[INPUT FOR THIS TASK Boundary: Start]
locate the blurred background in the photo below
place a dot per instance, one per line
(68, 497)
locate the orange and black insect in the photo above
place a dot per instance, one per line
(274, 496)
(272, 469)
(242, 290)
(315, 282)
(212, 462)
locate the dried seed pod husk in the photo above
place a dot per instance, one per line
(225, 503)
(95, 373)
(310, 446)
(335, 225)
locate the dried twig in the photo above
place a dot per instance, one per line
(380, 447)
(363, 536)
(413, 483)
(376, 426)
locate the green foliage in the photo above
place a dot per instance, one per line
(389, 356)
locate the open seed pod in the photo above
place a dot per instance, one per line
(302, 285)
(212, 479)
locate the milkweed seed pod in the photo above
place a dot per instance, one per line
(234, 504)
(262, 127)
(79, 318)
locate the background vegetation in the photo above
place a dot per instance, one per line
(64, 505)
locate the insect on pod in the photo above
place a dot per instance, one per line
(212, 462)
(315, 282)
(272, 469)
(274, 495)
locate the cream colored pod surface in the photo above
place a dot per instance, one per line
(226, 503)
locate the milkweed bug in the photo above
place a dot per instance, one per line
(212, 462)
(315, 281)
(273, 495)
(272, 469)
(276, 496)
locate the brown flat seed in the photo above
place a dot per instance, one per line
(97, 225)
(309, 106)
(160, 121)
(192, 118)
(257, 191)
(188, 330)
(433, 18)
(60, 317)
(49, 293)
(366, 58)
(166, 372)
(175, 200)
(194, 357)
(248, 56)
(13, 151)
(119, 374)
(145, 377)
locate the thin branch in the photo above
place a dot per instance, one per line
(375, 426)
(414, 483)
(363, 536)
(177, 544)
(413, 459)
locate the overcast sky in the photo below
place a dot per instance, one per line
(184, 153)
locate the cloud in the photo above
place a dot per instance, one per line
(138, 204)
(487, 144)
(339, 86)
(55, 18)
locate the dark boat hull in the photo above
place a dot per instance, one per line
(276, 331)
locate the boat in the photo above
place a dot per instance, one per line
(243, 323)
[INPUT FOR THIS TASK Boundary: End]
_ABOUT THIS EXERCISE_.
The records above should be printed exactly, please, from the first line through the line containing "locate the green foliage in the photo above", with both ends kept and nothing past it.

_ANSWER AREA_.
locate the blurred background in the photo below
place a dot per instance, one per line
(68, 497)
locate the orange and black insect in the photo above
place a dot per instance, one per line
(274, 496)
(272, 469)
(242, 290)
(315, 282)
(212, 462)
locate the dried seed pod husk in the photo above
place a dot per instance, one per line
(225, 503)
(95, 373)
(310, 446)
(335, 225)
locate the dried twig in the photo above
place a dot per instance, one per line
(380, 447)
(363, 536)
(413, 483)
(376, 426)
locate the green foliage in the photo above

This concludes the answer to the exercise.